## PROBLEM TO WORK ON
Every line of the material that follows must be printed again exactly.

## SUPPLIED INFORMATION

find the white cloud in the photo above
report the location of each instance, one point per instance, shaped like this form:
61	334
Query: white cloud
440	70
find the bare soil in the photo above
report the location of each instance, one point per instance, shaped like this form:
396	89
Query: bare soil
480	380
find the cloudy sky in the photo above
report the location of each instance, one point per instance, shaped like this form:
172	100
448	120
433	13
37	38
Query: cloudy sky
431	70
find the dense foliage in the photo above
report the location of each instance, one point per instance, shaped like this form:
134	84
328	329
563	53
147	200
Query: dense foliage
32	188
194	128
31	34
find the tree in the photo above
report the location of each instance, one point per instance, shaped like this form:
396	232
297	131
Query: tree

## RESPONSE BELOW
find the white cloud in the photo above
report the location of each instance, one point per instance, shaped like this form:
61	334
Query: white cloud
440	70
find the bare soil in the photo above
report the location of each instance, one point per instance, shaped like this form:
396	89
Query: bare soil
480	380
find the cloudy sky in the photo above
report the location of each instance, one point per instance, shaped like this form:
172	100
448	120
433	13
37	38
Query: cloudy sky
431	70
find the dense foliage in the photo above
report the location of each instance, one point per instance, shaped like this form:
134	84
328	329
563	53
147	200
Query: dense foliage
32	188
194	128
31	34
find the tree in the photo above
report the location of each instance, one point per instance, shaped like this form:
396	232
297	131
Query: tree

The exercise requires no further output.